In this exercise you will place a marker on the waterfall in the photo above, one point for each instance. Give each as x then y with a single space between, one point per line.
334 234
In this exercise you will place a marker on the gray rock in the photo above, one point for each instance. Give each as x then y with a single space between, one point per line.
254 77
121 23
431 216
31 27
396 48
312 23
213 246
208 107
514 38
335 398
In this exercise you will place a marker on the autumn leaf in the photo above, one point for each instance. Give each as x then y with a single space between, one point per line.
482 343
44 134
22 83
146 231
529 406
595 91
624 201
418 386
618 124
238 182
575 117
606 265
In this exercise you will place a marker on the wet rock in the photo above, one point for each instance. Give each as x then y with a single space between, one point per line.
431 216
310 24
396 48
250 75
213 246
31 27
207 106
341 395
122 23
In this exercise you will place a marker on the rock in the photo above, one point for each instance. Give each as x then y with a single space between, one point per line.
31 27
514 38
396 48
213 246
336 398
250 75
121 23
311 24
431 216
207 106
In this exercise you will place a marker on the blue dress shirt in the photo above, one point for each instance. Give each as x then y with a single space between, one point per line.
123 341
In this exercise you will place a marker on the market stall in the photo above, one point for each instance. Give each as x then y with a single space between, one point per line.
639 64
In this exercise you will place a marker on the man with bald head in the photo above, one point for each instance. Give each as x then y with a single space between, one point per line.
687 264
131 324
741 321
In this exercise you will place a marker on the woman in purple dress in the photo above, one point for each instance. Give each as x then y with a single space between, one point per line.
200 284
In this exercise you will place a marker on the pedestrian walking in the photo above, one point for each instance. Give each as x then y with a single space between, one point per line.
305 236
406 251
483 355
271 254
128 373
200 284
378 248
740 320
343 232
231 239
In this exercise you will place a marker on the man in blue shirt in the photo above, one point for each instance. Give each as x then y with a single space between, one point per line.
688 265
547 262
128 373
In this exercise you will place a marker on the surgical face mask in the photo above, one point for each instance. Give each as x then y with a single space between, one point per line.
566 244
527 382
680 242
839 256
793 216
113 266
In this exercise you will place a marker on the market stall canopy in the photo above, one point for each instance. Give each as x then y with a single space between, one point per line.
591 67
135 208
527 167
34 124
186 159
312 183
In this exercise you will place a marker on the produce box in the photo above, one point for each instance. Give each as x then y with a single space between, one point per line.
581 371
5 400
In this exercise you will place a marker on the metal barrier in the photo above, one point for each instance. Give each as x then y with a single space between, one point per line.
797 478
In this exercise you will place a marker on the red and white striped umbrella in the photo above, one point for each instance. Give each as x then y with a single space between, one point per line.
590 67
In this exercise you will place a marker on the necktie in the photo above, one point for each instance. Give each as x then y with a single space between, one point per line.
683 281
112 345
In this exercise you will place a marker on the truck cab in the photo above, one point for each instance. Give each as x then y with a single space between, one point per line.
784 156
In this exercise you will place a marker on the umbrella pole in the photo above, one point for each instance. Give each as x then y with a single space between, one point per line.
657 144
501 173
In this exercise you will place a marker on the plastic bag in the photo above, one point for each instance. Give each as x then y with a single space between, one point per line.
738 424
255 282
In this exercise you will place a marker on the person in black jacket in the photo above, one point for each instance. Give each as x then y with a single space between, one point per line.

EXERCISE OBJECTIVE — Repeat the data verbatim.

TASK RESPONSE —
In this exercise you will place a marker on the waterfall in the photo above, one point for each instance. Give each as x then y with a single space between, one point per line.
334 234
In this exercise you will place a marker on the gray rock in the photo above, one point for each instance. Give each as x then y with a single space between, one point per line.
254 77
121 23
431 216
31 27
396 48
312 23
213 246
208 107
514 38
335 398
In this exercise you will place a marker on the autumn leaf in the photo above, one point for each instance. Give each as x then y with a single space between, one point per line.
482 343
44 134
22 83
146 231
529 406
595 91
624 201
418 386
618 124
238 182
575 117
606 265
In this exercise you will place a marker on the wet rock in the photo above, one point for each instance. Give each as x then y with a single space between, one point per line.
431 216
310 24
396 48
250 75
213 246
31 27
207 106
341 395
122 23
In this exercise you will place a marker on the rock in the photo above, one point for each instance. Give each as x then y with a single space between, one point per line.
31 27
514 38
396 48
213 246
336 398
250 75
121 23
311 24
431 216
207 106
In this exercise you will place a marker on the blue dress shirt in the photo above, one point for each instance. Give each as x then y with a single space between, one point per line.
123 341
In this exercise you will place a marker on the market stall in the photo above, one point for each instance. Give each as x then y with a single space between, one point per line.
639 64
In this exercise you will place a marker on the man with bald head in the photo above, one point for each instance. Give each as x then y with a single space between, one point per line.
687 264
131 324
741 321
In this exercise you will place a marker on the woman in purple dress in the photo above, one point for each instance. Give each as x then y with a single space between, one point per line.
200 284
In this exercise you will place a marker on the pedestrian walking in the photo above, one point for each instance. Give each as x then y with a single space between, one point per line.
305 236
406 251
483 355
271 254
128 373
200 284
378 248
740 320
343 232
231 239
In this exercise you will place a marker on the man in blue shirt in the photo above, one point for each instance. Give each as x then y with a single space between, one point per line.
688 265
547 262
128 373
In this exercise you will place a marker on the surgical face mask in the photo above, one point for each instance. Give each as x then y with a single space between, one point per line.
566 244
527 382
680 242
839 256
793 216
113 266
In this exercise you will place a marker on the market stall canopy in the photo above, one point for each instance. Give each as x then y with a single space between, one point per line.
591 67
135 208
527 167
34 124
186 159
312 183
In this exercise you will place a marker on the produce box in the photo above, one point for each instance. Give each as x then y with a single space between, one point per line.
581 371
5 400
In this exercise you will place a marker on the metal barrier in the photo above, one point for each instance. Give each as x then y with a single space between, one point per line.
797 478
In this exercise you will place a marker on the red and white striped umbrella in the photo above, one point for each instance. Give each as x then y with a single space between, one point per line.
590 67
In this exercise you will place a marker on the necktie in the photo above, one point for each instance. Give each as x then y with a single space between, one point per line.
683 281
112 345
In this exercise you will place a marker on the truck cab in the photo above, one point for each instance. Give each as x then y with a single space between, one point per line.
784 156
In this exercise you will place a marker on the umbrella pole in the photo above, one point for each instance. Give each as x then y with a single space between, one point per line.
657 144
501 173
In this exercise you will place a marker on the plastic bag in the photo above, one point for each instance. Give each as x then y with a single space between, one point per line.
738 424
255 282
In this exercise you will place a marker on the person in black jacket in the photo above, one point for each instance. Give each as x then y with a single space between, one point per line.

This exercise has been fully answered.